- [The task]: Pull out every line of the items below that contains the string "sock", and copy each one in full. Match case exactly.

Part of a data file:

:::

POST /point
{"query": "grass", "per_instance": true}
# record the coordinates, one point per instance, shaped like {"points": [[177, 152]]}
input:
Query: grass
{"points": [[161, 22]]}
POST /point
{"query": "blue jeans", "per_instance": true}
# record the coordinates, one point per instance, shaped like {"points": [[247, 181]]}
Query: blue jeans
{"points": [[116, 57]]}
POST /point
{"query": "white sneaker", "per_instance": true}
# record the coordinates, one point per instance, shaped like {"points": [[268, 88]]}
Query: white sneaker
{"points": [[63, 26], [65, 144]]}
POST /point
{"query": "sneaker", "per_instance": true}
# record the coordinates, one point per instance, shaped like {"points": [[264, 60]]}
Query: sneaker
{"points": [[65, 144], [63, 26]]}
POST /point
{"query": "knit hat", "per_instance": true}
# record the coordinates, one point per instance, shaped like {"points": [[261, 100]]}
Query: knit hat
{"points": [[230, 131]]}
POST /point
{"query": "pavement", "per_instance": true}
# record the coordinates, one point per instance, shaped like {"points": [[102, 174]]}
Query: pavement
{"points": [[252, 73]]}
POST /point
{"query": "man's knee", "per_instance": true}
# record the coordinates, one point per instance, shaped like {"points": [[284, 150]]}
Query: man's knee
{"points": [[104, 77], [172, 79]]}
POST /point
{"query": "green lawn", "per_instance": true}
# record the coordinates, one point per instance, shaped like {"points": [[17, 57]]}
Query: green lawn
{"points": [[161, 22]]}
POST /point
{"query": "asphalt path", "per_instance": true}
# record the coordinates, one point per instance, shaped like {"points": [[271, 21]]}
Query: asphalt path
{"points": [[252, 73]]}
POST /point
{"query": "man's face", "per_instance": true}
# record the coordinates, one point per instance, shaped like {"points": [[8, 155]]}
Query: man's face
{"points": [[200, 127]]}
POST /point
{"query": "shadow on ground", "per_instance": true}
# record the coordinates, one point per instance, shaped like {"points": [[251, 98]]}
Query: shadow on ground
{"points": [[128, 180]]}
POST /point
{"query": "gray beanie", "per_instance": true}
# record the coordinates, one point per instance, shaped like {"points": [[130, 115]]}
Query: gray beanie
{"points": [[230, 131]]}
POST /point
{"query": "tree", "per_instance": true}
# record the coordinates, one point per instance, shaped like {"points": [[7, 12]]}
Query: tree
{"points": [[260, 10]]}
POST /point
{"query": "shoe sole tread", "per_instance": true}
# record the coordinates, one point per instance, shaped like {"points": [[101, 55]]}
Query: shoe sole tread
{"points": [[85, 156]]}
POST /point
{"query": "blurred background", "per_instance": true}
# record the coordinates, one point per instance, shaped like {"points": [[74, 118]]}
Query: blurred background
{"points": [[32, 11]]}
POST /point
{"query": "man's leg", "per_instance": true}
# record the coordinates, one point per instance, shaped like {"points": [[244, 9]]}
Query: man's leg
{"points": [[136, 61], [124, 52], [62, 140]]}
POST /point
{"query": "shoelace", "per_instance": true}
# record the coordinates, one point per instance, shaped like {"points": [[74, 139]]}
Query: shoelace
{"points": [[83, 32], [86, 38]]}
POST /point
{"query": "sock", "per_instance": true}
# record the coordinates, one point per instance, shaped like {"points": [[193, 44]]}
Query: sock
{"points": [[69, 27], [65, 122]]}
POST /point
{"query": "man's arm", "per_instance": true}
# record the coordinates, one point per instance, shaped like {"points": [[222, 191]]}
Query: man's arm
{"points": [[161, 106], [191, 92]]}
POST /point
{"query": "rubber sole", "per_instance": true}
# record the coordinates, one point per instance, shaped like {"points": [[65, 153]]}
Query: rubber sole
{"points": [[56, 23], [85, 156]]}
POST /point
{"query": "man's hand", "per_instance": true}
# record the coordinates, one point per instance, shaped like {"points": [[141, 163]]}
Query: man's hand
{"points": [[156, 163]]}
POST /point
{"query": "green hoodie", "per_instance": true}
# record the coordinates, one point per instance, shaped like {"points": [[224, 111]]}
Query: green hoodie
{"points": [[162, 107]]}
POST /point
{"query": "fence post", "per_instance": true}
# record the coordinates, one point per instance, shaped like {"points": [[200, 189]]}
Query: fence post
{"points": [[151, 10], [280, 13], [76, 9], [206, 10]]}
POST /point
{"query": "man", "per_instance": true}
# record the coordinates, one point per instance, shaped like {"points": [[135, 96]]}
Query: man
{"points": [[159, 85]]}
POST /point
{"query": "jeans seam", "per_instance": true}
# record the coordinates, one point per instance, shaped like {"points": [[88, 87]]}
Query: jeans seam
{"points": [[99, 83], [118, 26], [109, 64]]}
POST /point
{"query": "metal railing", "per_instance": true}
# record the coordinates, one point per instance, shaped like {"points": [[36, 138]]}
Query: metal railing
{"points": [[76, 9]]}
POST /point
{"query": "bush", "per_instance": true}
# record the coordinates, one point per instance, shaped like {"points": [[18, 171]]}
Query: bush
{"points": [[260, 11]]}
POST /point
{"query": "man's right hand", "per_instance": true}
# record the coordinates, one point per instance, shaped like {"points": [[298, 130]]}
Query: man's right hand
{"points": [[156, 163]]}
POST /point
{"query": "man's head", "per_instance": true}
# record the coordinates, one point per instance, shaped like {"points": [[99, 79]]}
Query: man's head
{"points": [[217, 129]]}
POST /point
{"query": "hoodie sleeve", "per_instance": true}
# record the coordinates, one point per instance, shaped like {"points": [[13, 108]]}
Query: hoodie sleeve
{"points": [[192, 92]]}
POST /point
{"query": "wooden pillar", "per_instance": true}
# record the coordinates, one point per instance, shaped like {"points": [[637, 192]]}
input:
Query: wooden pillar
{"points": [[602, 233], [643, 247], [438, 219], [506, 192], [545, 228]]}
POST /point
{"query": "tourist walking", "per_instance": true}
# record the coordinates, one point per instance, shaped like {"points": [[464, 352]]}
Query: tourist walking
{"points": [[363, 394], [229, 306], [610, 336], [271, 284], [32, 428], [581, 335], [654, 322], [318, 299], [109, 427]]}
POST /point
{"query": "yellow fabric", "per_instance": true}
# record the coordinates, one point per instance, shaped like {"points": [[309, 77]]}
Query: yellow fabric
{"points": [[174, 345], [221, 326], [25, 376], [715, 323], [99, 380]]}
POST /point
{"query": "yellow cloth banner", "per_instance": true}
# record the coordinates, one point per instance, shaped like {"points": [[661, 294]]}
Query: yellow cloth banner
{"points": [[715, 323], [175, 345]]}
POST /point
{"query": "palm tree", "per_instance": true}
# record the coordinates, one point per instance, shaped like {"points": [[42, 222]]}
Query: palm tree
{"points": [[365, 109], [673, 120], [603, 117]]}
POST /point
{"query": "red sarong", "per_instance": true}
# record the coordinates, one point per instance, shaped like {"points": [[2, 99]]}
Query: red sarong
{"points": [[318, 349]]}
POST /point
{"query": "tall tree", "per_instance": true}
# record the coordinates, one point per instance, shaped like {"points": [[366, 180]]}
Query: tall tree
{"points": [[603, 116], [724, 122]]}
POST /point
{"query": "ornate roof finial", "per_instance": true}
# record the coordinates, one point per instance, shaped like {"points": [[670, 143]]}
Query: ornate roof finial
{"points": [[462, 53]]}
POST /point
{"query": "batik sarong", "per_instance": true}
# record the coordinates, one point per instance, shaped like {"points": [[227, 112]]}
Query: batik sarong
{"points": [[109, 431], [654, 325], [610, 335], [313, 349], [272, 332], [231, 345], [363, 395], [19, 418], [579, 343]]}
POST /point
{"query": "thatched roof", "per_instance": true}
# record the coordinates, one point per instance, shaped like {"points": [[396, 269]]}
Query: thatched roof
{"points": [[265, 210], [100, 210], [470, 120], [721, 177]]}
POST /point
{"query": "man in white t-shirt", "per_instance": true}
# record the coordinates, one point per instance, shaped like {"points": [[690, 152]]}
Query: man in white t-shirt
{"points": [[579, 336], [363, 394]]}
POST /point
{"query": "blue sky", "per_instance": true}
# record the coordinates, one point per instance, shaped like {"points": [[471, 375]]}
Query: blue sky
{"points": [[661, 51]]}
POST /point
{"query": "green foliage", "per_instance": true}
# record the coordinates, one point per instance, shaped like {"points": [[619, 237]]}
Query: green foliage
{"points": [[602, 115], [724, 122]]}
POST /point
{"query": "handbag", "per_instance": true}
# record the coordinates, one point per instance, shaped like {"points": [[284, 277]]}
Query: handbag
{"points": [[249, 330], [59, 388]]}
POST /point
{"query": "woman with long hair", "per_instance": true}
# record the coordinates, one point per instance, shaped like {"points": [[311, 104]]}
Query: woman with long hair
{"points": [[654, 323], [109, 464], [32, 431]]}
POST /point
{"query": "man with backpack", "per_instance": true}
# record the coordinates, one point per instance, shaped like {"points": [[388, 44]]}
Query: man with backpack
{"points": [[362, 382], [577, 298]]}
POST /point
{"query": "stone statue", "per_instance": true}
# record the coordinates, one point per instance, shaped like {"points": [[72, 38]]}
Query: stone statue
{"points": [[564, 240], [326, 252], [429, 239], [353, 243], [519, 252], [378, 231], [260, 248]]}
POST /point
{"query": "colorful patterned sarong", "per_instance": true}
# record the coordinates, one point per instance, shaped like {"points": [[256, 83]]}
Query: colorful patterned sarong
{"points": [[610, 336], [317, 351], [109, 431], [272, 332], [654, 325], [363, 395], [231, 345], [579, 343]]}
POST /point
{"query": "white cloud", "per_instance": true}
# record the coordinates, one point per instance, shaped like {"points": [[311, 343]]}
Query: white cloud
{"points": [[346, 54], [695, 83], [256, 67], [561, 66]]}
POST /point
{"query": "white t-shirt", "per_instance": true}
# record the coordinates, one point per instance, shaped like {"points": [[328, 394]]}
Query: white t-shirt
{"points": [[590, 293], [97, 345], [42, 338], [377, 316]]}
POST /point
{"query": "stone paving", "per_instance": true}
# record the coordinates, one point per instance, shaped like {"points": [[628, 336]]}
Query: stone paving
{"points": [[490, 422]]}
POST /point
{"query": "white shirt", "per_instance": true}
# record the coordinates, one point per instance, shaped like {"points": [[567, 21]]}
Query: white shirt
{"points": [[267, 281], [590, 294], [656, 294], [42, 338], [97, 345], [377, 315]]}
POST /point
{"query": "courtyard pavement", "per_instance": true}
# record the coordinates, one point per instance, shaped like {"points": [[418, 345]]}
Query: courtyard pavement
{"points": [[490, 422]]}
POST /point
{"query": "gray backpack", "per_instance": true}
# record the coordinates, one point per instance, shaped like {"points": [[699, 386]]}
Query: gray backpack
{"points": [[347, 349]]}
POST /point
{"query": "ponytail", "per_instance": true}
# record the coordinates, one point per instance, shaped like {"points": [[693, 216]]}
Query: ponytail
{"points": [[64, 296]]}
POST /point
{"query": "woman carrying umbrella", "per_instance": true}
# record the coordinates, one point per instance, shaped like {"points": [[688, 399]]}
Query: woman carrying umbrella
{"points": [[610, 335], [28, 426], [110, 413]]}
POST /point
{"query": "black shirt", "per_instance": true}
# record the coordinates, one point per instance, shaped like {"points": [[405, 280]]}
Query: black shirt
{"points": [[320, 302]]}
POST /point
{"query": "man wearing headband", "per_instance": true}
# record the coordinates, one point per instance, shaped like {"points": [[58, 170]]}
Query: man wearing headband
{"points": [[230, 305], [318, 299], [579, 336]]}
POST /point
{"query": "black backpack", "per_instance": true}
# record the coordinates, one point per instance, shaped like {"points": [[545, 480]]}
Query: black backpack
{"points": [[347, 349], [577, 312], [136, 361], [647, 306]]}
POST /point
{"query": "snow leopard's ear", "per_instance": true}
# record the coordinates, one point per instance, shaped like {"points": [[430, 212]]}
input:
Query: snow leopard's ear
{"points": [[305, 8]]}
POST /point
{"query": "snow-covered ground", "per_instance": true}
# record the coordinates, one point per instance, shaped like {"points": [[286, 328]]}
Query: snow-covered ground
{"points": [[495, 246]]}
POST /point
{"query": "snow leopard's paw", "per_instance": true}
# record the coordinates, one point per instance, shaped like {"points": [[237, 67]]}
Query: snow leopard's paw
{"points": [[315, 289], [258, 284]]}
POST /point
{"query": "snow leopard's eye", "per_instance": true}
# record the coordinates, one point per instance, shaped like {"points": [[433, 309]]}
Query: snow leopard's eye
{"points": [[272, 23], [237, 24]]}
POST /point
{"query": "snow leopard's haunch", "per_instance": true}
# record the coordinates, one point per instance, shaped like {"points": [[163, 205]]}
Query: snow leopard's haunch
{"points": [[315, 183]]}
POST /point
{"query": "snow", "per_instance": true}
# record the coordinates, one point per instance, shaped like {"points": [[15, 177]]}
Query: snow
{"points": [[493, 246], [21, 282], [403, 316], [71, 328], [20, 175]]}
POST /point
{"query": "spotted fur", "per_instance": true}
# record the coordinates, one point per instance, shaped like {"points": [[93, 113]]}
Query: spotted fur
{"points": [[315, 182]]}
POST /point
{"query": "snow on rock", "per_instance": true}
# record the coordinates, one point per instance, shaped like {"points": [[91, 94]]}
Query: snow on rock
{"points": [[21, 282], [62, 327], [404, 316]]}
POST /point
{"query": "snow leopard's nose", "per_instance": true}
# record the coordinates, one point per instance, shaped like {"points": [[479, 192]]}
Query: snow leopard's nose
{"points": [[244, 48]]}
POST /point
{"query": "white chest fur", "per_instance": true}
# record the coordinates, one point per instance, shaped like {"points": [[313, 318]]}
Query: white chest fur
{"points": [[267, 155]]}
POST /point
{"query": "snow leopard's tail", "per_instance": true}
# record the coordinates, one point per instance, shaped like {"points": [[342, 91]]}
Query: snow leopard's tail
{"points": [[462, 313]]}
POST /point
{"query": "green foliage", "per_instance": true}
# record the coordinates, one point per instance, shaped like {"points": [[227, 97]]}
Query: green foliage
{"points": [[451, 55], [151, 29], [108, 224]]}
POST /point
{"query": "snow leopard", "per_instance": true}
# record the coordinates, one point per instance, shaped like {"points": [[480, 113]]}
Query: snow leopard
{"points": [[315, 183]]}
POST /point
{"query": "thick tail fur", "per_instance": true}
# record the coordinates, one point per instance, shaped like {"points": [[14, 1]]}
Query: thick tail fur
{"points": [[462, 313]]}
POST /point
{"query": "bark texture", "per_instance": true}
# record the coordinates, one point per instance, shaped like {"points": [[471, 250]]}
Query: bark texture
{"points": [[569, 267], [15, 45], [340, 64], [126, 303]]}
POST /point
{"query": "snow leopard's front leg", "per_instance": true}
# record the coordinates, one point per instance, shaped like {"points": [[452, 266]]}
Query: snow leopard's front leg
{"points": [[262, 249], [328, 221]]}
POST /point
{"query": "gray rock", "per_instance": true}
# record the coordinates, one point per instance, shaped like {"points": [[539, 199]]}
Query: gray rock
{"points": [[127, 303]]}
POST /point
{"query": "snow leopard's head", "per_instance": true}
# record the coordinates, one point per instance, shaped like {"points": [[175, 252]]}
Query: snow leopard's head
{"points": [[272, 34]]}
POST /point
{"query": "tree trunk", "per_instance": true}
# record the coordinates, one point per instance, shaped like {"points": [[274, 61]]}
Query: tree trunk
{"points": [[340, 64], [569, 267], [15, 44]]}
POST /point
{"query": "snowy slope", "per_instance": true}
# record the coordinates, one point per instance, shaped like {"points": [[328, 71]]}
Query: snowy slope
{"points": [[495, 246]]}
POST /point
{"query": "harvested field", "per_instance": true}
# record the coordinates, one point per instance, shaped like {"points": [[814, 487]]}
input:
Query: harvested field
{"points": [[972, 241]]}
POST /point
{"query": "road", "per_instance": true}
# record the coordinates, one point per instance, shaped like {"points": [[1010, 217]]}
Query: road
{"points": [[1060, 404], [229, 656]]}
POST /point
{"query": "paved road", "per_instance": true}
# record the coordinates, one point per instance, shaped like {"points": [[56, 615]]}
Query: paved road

:::

- [Correct output]:
{"query": "sock", "per_instance": true}
Query: sock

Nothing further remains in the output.